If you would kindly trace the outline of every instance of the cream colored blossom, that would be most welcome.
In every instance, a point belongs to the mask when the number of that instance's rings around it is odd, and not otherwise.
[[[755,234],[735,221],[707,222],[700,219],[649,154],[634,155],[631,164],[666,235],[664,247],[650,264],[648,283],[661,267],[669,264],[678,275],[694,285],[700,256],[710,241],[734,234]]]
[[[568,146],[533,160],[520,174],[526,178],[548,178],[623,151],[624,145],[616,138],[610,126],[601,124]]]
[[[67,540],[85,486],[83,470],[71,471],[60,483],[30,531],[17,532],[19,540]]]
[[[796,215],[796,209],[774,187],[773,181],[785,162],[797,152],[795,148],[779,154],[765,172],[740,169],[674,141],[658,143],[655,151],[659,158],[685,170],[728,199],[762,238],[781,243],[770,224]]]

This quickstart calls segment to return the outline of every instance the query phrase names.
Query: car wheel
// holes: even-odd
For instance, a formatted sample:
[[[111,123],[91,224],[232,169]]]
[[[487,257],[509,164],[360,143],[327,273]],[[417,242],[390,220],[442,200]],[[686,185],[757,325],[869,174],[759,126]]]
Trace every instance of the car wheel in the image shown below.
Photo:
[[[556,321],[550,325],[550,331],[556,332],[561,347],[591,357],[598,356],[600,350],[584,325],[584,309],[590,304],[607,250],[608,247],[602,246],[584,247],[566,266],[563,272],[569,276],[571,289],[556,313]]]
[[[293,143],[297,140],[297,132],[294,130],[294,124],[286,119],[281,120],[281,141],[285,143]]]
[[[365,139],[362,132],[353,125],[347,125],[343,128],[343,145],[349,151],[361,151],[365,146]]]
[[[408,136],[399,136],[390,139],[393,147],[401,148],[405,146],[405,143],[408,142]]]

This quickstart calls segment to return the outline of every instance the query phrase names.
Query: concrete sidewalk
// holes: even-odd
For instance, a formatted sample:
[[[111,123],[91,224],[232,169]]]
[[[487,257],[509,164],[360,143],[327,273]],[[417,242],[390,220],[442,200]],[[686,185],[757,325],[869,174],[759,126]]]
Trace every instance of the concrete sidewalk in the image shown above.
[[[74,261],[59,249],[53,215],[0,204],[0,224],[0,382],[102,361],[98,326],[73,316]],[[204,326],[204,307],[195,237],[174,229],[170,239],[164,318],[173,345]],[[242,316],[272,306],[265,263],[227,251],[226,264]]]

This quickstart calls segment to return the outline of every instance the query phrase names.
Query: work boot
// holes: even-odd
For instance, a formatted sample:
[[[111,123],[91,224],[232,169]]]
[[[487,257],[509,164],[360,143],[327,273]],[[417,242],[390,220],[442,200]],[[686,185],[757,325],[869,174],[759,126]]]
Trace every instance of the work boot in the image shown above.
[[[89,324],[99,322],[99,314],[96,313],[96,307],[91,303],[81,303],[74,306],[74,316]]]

=-=-=

_Try it_
The response should be a verbatim transcription of the data.

_Response below_
If you would kindly trace the outline of every instance of the cream colored blossom, that would be most welcome.
In every instance, a point belongs to the mask when the number of that instance's rings around it is odd, and not otherwise.
[[[755,234],[735,221],[707,222],[700,219],[649,154],[634,155],[631,164],[666,235],[664,247],[650,264],[648,283],[661,267],[669,264],[678,275],[694,285],[700,256],[710,241],[734,234]]]
[[[568,146],[533,160],[520,174],[526,178],[548,178],[623,151],[624,145],[616,138],[610,126],[601,124]]]
[[[67,540],[85,486],[83,470],[71,471],[60,483],[30,531],[17,532],[19,540]]]
[[[796,215],[796,209],[774,187],[773,181],[785,162],[797,152],[795,148],[779,154],[765,172],[740,169],[674,141],[658,143],[655,151],[659,158],[685,170],[728,199],[762,238],[781,243],[770,224]]]

This quickstart calls segment to return the outline of every instance the query phrase names.
Query: car wheel
// holes: even-odd
For instance, a formatted sample:
[[[111,123],[91,224],[232,169]]]
[[[487,257],[509,164],[360,143],[327,273]],[[417,242],[390,220],[442,200]],[[686,185],[757,325],[869,174],[759,126]]]
Trace every instance of the car wheel in the image shown below.
Photo:
[[[556,321],[550,325],[550,331],[556,332],[561,347],[591,357],[598,356],[600,350],[584,325],[584,309],[590,304],[607,250],[608,247],[602,246],[584,247],[566,266],[563,272],[569,276],[571,289],[556,313]]]
[[[293,143],[297,140],[297,132],[294,130],[294,124],[286,119],[281,120],[281,141],[285,143]]]
[[[365,139],[362,132],[353,125],[347,125],[343,128],[343,145],[349,151],[361,151],[365,146]]]
[[[408,136],[399,136],[390,139],[393,147],[401,148],[405,146],[405,143],[408,142]]]

This quickstart calls segment to return the outline of every instance the query phrase names.
Query: concrete sidewalk
// holes: even-odd
For instance, a formatted sample:
[[[111,123],[91,224],[232,169]]]
[[[487,257],[509,164],[360,143],[327,273]],[[417,242],[390,220],[442,200]],[[686,185],[757,325],[869,174],[759,126]]]
Trace every instance of the concrete sidewalk in the image shown above.
[[[74,261],[59,249],[53,215],[0,204],[0,224],[0,382],[102,361],[98,326],[73,316]],[[204,326],[204,307],[195,237],[174,229],[170,239],[164,318],[173,345]],[[242,316],[272,306],[265,263],[227,251],[226,264]]]

This quickstart calls segment to return the outline of every instance the query phrase names.
Query: work boot
// holes: even-odd
For instance, a formatted sample:
[[[111,123],[91,224],[232,169]]]
[[[487,257],[509,164],[360,143],[327,273]],[[417,242],[390,220],[442,200]],[[686,185],[757,325],[869,174],[759,126]]]
Trace every instance of the work boot in the image shown above.
[[[89,324],[99,322],[99,314],[96,313],[96,307],[91,303],[81,303],[74,306],[74,316]]]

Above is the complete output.